**EXERCISE DATA:**
#####
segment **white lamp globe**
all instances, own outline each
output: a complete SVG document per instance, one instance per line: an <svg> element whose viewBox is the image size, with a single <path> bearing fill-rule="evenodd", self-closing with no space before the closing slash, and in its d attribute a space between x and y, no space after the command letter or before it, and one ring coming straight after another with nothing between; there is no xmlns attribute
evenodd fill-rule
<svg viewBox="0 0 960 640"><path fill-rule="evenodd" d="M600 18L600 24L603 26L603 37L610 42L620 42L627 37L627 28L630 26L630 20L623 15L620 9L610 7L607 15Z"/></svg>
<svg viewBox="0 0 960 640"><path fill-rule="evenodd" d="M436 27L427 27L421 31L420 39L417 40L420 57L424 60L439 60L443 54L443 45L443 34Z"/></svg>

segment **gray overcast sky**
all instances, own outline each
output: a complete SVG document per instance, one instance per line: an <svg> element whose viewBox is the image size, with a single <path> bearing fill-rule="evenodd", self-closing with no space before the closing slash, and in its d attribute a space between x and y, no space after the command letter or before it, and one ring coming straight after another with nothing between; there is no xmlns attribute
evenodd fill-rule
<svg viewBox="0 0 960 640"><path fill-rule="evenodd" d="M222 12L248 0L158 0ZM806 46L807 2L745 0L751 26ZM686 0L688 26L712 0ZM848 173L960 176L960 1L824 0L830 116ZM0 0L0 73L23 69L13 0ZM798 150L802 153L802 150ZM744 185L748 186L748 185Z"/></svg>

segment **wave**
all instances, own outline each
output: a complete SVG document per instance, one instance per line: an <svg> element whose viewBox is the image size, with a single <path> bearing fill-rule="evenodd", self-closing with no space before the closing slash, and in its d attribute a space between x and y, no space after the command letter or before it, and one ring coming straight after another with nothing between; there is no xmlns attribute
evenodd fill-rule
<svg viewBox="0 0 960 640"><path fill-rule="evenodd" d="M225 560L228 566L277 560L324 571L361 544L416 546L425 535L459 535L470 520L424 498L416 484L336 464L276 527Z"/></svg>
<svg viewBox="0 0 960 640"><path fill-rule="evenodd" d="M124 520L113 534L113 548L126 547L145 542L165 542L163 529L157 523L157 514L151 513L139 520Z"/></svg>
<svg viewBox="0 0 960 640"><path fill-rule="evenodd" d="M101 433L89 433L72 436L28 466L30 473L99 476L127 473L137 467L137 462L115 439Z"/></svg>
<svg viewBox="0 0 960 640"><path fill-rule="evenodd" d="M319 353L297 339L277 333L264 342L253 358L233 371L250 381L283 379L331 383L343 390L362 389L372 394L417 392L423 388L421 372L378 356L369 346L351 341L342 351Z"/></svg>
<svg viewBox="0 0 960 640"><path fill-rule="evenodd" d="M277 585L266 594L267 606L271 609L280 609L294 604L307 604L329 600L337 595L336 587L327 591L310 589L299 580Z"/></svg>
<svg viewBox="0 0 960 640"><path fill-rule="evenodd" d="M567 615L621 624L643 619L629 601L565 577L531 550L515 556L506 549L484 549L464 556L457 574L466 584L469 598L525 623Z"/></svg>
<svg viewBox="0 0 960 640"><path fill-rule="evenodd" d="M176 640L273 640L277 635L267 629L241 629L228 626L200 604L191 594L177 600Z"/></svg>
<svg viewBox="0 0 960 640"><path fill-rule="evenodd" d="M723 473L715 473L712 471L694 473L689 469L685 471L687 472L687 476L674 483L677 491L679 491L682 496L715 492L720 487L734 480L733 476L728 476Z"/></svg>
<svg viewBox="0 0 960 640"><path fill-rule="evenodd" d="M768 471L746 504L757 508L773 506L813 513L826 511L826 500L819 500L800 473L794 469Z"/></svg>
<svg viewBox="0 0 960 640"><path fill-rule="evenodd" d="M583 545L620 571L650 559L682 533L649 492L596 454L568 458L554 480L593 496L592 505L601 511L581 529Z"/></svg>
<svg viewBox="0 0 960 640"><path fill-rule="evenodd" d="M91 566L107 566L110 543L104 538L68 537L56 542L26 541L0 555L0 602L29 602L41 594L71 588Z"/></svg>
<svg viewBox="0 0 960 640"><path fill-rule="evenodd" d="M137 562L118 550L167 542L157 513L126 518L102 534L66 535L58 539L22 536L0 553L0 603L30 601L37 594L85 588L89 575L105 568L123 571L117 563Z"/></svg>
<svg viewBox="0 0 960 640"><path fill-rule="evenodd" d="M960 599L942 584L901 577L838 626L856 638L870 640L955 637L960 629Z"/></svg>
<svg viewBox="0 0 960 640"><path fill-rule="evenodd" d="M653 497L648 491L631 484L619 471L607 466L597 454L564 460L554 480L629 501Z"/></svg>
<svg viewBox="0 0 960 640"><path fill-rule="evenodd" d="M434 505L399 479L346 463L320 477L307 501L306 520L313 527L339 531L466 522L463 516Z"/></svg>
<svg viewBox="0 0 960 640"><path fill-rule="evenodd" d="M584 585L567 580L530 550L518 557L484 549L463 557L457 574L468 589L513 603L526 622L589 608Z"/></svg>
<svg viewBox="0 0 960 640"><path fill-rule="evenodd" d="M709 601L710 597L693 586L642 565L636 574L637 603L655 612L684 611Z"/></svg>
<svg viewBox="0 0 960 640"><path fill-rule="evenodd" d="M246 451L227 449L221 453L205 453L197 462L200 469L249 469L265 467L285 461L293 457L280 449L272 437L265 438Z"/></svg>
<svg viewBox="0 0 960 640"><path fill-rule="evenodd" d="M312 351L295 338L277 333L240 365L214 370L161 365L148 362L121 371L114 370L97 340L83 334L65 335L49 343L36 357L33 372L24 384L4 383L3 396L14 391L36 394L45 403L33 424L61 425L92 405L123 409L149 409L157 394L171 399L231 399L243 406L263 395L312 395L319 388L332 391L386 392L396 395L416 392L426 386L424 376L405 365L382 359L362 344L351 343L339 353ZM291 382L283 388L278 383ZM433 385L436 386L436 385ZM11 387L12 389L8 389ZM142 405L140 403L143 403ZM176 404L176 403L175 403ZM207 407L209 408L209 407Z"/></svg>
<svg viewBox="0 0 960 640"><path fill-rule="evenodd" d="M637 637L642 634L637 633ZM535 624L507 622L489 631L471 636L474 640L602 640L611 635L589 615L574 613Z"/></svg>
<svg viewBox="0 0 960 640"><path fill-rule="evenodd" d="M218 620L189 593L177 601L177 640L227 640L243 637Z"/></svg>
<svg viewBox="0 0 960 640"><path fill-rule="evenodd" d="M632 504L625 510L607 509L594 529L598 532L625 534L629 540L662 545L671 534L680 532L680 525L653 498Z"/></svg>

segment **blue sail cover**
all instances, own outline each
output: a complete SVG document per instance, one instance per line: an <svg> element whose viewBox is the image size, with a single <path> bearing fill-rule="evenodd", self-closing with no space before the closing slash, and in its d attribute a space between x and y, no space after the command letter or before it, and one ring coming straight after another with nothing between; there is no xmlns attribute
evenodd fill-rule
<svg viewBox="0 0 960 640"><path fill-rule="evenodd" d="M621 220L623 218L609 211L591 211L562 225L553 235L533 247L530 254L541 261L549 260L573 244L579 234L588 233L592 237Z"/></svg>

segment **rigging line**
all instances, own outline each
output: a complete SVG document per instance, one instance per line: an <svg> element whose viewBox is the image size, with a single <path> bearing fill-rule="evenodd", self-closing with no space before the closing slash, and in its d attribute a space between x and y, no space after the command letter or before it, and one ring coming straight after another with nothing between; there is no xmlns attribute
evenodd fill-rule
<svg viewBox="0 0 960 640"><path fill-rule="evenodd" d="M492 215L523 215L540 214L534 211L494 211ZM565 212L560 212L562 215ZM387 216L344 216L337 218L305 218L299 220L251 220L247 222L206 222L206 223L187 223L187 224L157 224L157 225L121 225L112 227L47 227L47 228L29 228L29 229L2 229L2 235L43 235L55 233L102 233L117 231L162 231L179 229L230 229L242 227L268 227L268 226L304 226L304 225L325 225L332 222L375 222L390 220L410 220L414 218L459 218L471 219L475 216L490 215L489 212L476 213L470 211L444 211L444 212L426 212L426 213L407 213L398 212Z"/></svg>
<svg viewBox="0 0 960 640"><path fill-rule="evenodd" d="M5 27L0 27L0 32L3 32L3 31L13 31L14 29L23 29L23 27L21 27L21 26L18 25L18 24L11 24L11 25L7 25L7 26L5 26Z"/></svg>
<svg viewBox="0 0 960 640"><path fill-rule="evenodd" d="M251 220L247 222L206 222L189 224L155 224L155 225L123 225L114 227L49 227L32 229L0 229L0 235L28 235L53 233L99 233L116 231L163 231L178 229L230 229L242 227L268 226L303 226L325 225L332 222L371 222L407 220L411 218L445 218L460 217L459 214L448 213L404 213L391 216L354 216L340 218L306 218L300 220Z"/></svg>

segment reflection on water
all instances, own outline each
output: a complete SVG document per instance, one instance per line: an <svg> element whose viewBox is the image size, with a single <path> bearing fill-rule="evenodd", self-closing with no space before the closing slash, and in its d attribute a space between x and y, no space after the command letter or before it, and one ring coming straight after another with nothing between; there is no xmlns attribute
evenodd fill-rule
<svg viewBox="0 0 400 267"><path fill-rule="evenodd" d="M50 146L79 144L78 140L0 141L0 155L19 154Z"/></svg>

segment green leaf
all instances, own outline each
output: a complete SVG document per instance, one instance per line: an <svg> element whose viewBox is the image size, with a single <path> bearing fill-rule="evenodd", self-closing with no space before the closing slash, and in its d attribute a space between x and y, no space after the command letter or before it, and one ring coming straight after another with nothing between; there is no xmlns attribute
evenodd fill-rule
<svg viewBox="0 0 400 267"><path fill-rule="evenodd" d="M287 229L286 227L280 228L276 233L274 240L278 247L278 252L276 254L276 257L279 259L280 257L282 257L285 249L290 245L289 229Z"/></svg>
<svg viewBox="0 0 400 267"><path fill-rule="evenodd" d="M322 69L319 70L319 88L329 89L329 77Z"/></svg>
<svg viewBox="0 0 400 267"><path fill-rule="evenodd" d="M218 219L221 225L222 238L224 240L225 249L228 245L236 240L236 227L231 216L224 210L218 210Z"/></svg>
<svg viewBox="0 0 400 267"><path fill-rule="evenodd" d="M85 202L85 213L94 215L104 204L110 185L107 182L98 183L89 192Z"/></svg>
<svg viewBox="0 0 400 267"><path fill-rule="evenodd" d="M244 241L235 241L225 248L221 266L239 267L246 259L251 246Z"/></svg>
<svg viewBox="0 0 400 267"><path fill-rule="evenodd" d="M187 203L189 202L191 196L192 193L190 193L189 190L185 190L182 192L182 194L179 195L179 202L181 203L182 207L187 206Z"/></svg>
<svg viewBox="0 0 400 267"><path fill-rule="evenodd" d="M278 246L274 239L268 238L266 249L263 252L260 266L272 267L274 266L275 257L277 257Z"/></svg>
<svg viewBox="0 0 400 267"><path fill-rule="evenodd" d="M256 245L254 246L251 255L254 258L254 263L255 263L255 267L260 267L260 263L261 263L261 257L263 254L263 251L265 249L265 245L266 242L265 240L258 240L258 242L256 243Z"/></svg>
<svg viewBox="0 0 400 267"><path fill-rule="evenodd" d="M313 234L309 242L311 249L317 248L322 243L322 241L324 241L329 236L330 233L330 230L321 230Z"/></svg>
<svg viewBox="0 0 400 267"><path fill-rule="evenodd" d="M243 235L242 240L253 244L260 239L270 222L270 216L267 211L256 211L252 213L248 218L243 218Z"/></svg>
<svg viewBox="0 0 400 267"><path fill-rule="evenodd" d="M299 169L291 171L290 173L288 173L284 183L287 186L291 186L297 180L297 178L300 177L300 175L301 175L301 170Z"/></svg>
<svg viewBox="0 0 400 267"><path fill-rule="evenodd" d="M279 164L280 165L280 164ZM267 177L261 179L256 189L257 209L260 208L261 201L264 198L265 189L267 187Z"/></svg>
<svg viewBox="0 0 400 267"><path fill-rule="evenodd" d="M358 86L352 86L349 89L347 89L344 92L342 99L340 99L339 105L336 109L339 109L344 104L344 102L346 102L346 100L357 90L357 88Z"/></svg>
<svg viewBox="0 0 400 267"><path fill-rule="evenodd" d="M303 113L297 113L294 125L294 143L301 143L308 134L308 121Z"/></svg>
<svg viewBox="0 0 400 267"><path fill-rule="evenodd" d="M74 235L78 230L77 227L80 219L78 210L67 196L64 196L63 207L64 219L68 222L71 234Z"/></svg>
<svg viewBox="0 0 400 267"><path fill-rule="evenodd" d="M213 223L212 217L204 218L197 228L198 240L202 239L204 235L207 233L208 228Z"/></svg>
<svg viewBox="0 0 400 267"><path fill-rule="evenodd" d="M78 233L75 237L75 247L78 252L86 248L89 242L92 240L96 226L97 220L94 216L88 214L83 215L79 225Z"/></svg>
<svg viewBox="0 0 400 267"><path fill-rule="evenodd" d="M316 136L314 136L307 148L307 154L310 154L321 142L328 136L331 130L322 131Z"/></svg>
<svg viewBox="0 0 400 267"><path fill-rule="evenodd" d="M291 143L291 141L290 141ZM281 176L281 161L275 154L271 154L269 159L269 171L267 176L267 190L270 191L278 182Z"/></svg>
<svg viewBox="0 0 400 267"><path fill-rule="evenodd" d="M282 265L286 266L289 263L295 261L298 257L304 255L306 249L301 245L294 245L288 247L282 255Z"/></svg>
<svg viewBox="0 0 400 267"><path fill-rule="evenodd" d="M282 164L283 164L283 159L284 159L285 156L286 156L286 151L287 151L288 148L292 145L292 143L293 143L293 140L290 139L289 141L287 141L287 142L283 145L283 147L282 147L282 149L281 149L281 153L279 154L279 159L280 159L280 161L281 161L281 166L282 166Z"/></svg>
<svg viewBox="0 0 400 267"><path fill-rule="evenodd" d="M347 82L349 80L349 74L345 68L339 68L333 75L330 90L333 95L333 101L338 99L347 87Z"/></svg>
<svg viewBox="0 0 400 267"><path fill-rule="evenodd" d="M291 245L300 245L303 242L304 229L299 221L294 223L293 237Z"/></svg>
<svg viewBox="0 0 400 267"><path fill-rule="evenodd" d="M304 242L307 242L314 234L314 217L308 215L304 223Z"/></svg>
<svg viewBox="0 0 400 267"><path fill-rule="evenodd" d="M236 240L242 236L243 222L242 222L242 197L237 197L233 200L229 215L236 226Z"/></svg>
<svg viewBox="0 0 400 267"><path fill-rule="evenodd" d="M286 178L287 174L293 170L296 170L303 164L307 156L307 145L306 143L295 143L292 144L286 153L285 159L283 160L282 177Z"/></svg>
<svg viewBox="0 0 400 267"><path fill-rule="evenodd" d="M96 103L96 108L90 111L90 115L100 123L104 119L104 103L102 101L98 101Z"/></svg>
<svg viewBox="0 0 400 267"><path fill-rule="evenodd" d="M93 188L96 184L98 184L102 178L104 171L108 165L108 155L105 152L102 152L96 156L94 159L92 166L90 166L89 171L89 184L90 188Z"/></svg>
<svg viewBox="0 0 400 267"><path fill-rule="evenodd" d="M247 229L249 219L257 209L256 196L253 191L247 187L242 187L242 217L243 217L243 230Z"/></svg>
#####
**WORK ORDER:** Would you copy every line of the entries that includes the word "segment"?

**OUTPUT FOR THIS TASK:**
segment **white lamp globe**
segment **gray overcast sky**
segment **wave**
segment **blue sail cover**
segment **rigging line**
segment reflection on water
segment green leaf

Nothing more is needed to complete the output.